START PROVIDED DATA
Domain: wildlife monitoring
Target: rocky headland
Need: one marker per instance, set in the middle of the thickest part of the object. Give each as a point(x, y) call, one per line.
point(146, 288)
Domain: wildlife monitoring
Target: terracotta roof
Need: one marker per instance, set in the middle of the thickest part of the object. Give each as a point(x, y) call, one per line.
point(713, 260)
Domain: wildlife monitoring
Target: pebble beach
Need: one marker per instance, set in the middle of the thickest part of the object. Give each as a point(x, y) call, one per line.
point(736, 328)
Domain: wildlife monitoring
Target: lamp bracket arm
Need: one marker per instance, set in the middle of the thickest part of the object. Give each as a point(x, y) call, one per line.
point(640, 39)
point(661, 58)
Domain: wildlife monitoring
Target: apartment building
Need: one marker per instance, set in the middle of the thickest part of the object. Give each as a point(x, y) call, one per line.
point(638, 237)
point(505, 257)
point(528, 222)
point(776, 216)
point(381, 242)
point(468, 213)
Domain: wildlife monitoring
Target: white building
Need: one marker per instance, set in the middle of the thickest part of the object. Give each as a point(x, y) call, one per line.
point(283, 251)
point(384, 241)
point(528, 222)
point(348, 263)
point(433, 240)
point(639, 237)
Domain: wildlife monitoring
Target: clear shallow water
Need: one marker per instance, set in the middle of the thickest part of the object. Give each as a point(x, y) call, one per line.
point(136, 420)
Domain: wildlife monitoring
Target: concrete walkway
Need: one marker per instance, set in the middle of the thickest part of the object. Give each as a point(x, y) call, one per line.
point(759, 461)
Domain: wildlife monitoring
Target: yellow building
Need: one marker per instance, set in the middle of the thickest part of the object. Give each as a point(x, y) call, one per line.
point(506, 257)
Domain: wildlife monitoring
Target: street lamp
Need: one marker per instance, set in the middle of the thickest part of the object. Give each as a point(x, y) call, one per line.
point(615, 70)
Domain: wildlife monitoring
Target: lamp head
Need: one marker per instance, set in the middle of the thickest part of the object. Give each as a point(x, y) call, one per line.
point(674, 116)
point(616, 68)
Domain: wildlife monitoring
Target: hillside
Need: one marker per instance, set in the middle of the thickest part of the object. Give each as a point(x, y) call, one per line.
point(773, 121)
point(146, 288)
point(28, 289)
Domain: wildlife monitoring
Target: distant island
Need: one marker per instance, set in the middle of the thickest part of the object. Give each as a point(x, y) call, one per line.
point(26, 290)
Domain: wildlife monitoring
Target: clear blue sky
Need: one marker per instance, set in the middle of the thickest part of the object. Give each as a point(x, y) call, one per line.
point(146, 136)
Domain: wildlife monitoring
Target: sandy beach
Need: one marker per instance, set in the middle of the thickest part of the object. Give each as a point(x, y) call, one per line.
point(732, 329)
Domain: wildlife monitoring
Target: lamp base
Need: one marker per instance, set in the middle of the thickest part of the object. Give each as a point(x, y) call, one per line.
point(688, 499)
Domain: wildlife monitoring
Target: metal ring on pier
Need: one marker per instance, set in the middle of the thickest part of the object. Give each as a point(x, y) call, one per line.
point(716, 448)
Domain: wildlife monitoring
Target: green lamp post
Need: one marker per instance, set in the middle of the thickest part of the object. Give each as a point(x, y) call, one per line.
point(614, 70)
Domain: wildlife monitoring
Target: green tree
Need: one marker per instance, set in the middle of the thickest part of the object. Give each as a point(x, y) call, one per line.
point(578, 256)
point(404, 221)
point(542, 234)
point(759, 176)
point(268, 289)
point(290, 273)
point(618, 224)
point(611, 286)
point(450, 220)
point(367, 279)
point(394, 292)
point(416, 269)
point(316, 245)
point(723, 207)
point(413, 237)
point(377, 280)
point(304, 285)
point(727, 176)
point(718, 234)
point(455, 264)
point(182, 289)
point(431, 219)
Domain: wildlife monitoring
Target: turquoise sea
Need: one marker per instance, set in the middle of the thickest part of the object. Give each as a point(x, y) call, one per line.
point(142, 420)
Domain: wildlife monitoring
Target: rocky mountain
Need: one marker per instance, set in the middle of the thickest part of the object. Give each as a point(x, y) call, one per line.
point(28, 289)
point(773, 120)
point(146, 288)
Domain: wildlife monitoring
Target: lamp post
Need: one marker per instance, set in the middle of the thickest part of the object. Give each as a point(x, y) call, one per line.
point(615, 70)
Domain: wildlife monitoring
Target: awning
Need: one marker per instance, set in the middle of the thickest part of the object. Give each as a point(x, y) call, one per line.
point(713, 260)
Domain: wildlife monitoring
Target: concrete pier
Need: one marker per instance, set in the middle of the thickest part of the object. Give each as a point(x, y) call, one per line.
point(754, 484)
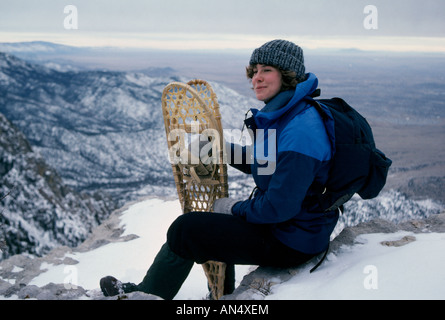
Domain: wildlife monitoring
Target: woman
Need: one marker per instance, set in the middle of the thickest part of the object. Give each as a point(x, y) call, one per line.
point(281, 225)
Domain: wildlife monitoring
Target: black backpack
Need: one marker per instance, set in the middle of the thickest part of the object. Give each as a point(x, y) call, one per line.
point(357, 166)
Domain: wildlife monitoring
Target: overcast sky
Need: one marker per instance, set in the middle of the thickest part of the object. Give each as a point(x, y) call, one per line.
point(209, 21)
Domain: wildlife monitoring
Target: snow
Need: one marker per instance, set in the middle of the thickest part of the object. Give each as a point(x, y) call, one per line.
point(366, 270)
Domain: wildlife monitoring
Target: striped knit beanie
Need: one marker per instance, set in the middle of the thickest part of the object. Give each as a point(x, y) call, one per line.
point(282, 54)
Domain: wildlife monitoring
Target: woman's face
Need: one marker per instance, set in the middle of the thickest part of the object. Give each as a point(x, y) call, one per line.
point(266, 82)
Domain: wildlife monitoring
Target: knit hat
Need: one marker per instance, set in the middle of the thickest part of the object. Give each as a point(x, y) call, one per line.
point(280, 53)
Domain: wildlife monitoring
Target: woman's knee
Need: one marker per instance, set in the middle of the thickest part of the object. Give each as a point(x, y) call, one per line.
point(181, 232)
END PROVIDED DATA
SET PROBLEM:
Update all the lines above by changing every "wildlife monitoring" to "scene annotation" and keeping everything else as it is. Leave the pictures out of your answer.

SOLUTION TO THE EXERCISE:
Domain: scene annotation
Target: rocky headland
Need: one marker per instance, set in the middle of the thickest part of the object. Give each as a point(x, y) call, one per line.
point(146, 288)
Domain: scene annotation
Target: terracotta roof
Need: one marker per instance, set in the middle of the thickest part of the object. Give each as a point(x, y) call, one per line.
point(713, 260)
Domain: scene annotation
Target: pebble beach
Need: one marker per instance, set in the middle of the thickest part of the object. Give each as a point(x, y) call, one per line.
point(736, 328)
Domain: scene annotation
Target: lamp bracket arm
Need: one marker per instance, set in the middle of the thickest part of the object. Give each as a point(x, y) call, one per line.
point(640, 39)
point(661, 58)
Domain: scene annotation
Target: apartment building
Need: one marker per instance, set in the middle of the thickest part of the object. Give each as a point(x, y) call, one per line.
point(638, 237)
point(505, 257)
point(528, 222)
point(776, 216)
point(381, 242)
point(468, 213)
Domain: scene annotation
Target: white building
Need: one marker per instance, set in the middle of the thickest part of the object. Give each as a point(x, y) call, one per line.
point(283, 251)
point(384, 241)
point(528, 222)
point(348, 263)
point(433, 240)
point(639, 237)
Domain: scene annotation
Target: clear shallow water
Need: one marker per instance, set in the middle of the thickest part of the object. Give each as a point(x, y) call, one per line.
point(136, 420)
Domain: scene annotation
Target: concrete walkway
Need: one marker per instance, set in the middle of the thickest part of the object. Give each as a point(x, y) call, one per line.
point(759, 461)
Domain: scene annotation
Target: yellow building
Need: one marker per instance, set in the middle of the thickest part of the object. Give each as a point(x, y) call, one per line.
point(506, 257)
Domain: scene annotation
Target: street lamp
Need: one marker per instance, set in the middle of the thickest part of the object. Give each as a point(x, y) call, one per line.
point(615, 70)
Domain: scene annotation
Target: lamp head
Need: one marker per instance, set in the middle of the thickest part of the object. Give each as a point(x, y) call, one per line.
point(674, 116)
point(616, 68)
Domain: scene annotation
Target: hillside
Need: one marker per instance, set in the middle of the thickest part of the object. Give each as a point(x, y) call, one per line.
point(773, 121)
point(146, 288)
point(28, 289)
Domain: scene annotation
Target: distant island
Need: one marker per instance, set in the middle of the thickest part of the object. Give each as a point(x, y) call, one per line.
point(26, 290)
Domain: scene annotation
Target: clear blue sky
Need: one marker per instance, set in the middle of the thickest part of the object. Give each as a point(x, y) call, one per line.
point(146, 136)
Domain: scene annotation
Target: sandy beach
Need: one marker per instance, set in the middle of the thickest part of the object. Give each as a point(x, y) call, one per line.
point(732, 329)
Domain: scene annotation
Target: lamp base
Need: one marker per instance, set in the middle of the thickest part of the object. Give each as a point(x, y) call, one per line.
point(688, 499)
Domain: scene annotation
Target: metal ring on pier
Need: one marker per instance, set in the middle of the thickest part of the object. Give each as a point(x, y) call, one per line.
point(716, 448)
Domain: scene annotation
Target: green lamp post
Need: one marker per instance, set in the middle of the thickest part of the object. Give each as a point(x, y) call, one per line.
point(614, 70)
Domain: scene annotation
Target: green tree
Need: one marker per instance, set in the middle of the thickest part of the object. Give each as a point(x, y) call, one per line.
point(578, 256)
point(404, 221)
point(542, 234)
point(759, 176)
point(268, 289)
point(290, 273)
point(618, 224)
point(611, 286)
point(450, 220)
point(367, 279)
point(394, 292)
point(416, 269)
point(316, 245)
point(723, 207)
point(413, 237)
point(377, 280)
point(304, 285)
point(727, 176)
point(718, 234)
point(455, 264)
point(182, 289)
point(431, 219)
Domain: scene annotation
Target: turquoise sea
Need: one marker per instance, set in the middle of the thickest part of the object. Give each as a point(x, y) call, one per line.
point(142, 420)
Domain: scene annotation
Target: rocky mountain
Need: one marker per instance, set in the middle of the thickest part of the object. Give each as a point(x, y) call, one per line.
point(28, 289)
point(773, 120)
point(146, 288)
Domain: scene annotation
Target: lamp post
Need: one marker per instance, set in the middle of the thickest part of the object. Give each as a point(x, y) call, one per line.
point(615, 70)
Domain: scene annotation
Target: awning
Need: one marker per instance, set in the middle of the thickest part of the object. Give each as a point(x, y) call, one per line.
point(713, 260)
Domain: scene annotation
Target: concrete pier
Need: one marker per instance, set in the middle of the thickest part of the object. Give each as a point(x, y) call, one per line.
point(754, 484)
Domain: scene annotation
Target: woman
Need: one marker per instance, set in the middle of the thickest part of the object. Give each as a point(x, y) call, one per line.
point(281, 225)
Domain: scene annotation
Target: black backpack
Need: one marker per instance, set in the middle of the thickest part of the object. Give each as a point(x, y) call, one per line.
point(357, 166)
Domain: scene annotation
Target: overcast sky
Need: one marker per instance, set in the middle of the thickest part of the object. Give each as a point(x, y) call, one per line.
point(209, 21)
Domain: scene annotation
Target: snow
Need: one marker per instance, set in the middle of the thickest part of the object. Give each as a point(x, y) call, one per line.
point(366, 270)
Domain: scene annotation
Target: striped knit beanie
Need: one marker per instance, set in the middle of the thickest part of the object. Give each as a point(x, y) call, one per line.
point(282, 54)
Domain: scene annotation
Target: woman's face
Need: one marker per instance, set in the middle of the thickest part of the object. Give each as a point(x, y) call, one per line.
point(266, 82)
Domain: scene annotation
Target: knit hat
Need: one marker per instance, set in the middle of the thickest part of the object. Give each as a point(x, y) call, one per line.
point(280, 53)
Domain: scene annotation
Target: woman's knee
Need: one marker per instance, set in the middle of the thickest part of the object. Give each as a point(x, y) call, one per line.
point(181, 232)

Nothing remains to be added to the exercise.